Source excerpt:
= = =
Maternity leave is never free. Now there are basically three ways in which these schemes can be funded: Government's can legislate them, pay for them out of taxes or firms can voluntarily undertake to implement their own. The problem for those politicians who want to buy votes by forcing companies to pay maternity leave is that economic laws do exist and violating them can have very unpleasant consequences.
Now economics uses marginal productivity theory to explain wage rate determination. According to this theory there exists a tendency in a free market for every worker to earn the full value of his marginal product which in turn will equal the wage rate (the gross wage including all oncosts).
It naturally follows that should for any reason labour costs exceed this rate unemployment will emerge. This is why smarter politicians either try to subsidise maternity leave directly through the firm or pay for it out of taxes. One doesn't need to be a trained economist to see that these financial manoeuvres are an attempt to avoid the unemployment consequences of maternity leave policies.
Those with some knowledge of economics will immediately realise that in a truly free labour market unemployment would not emerge because government imposed labour costs would be factored back into lower net pay while leaving the actual wage rate (gross wage untouched).
However, politicians like to give the impression that there really is such a thing as a free lunch so they have no intention of allowing net wages to be adjusted downwards in response to any 'social justice' legislation. (Over time inflation or a continuing increase in productivity will in any case make the same adjustments.) Hence their shabby attempts to conceal the destructive aspects of their legislation.
It ought to now be clear that firms that run their own maternity schemes will only do so if they can factor the cost into a lower net pay thereby ensuring that individual labour costs do not exceed market rates. Therefore our reasoning leads to the ineluctable conclusion that forcing firms to pay maternity leave would have a similar effect on the demand for female labour as do effective minimum wage rates on the demand for youngsters.
Peter Costello, former Treasurer, decided to slag Abbott for straying from the free market fold. (Pretty rich coming from an economic illiterate). Costello is a member of discredited H. R. Nicholls Society, the outfit that wrecked the case for free labour markets and is therefore in no position to criticise Abbott. Now for some curious reason the notoriously arrogant Mr Costello has got it into his skull that he is the free market's white knight. God help us.
It never even occurred to this pompous twit and his fellow incompetents in the HRNS that maternity leave involves a fundamental moral question. Why should an employer be held in anyway responsible for the welfare of his employee's family? The Spanish Scholastics were abundantly clear on this issue and far more perceptive than any member of our so-called rightwing. As Luis de Molina (1535-1600) categorically put it, so long as an employee is being paid the market rate for his services
he cannot demand something more, or if he does not receive it secretly appropriate the goods of his master for his service.....the owner is only obliged to pay him the just wage [market rate] for his services considering all the attendant circumstances, not what is sufficient for his sustenance and much less for the maintenance of his children and family. (Cited in Alejandro A. Chafuen's Christians for Freedom: Late-Scholastic Economics, Ignatius Press, 1986, p. 125.)
= = =
Material provided:
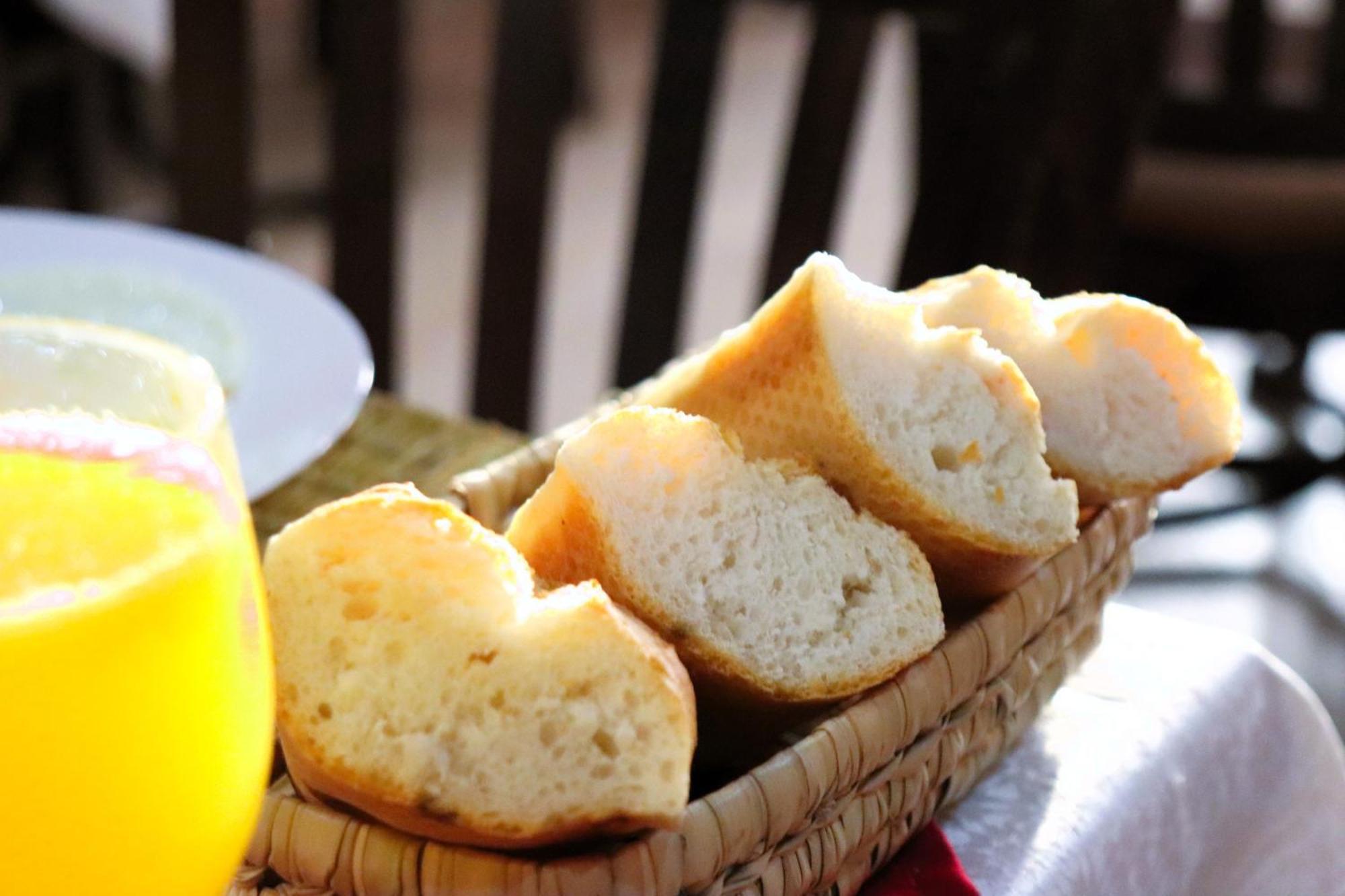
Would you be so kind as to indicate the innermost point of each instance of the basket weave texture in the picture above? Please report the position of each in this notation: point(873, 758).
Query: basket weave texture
point(818, 817)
= = =
Problem set:
[1] From the passage on maternity leave, give back the stretch from "Now economics uses" through "maternity leave policies.", word for word.
[2] Write the next part of the passage on maternity leave, picking up after its final sentence.

Answers given:
[1]
Now economics uses marginal productivity theory to explain wage rate determination. According to this theory there exists a tendency in a free market for every worker to earn the full value of his marginal product which in turn will equal the wage rate (the gross wage including all oncosts).
It naturally follows that should for any reason labour costs exceed this rate unemployment will emerge. This is why smarter politicians either try to subsidise maternity leave directly through the firm or pay for it out of taxes. One doesn't need to be a trained economist to see that these financial manoeuvres are an attempt to avoid the unemployment consequences of maternity leave policies.

[2]
Asking the right questions seems to be an impossible task for the HRNS, which probably explains its astonishing degree of ineptitude. So I'll ask another question: do people exist to serve the economy? Believe it or not Treasury head Ken Henry seems to think they do. According to this fanatical Keynesian mothers should be in the workforce serving the economy rather than be at home raising their children. Alexander Gray — economist and free marketeer — truly had the number of men like Henry when scathingly condemned
The repellent doctrine that man exists for the production of wealth, rather than that wealth exists for the use of man, here finds its classical utterance. (Alexander Gray, The Development of Economic Doctrine: An Introductory Survey, Longmans, Green and Co, 1948, p. 189).
Mr Henry's genius is boundless. How does he know that it is much better for mothers to be press ganged into the labour force, as if raising children is not hard enough? Because the Treasury has developed a "wellbeing index". This is the same bloody mob that couldn't foresee the US and Australian recessions and yet they claim to have the ability to make personal decisions for hundreds of thousands of mothers. Yikes! The next thing we'll hear is that Henry is running a coven and practising sorcery. He might as well because his economics is bloody useless.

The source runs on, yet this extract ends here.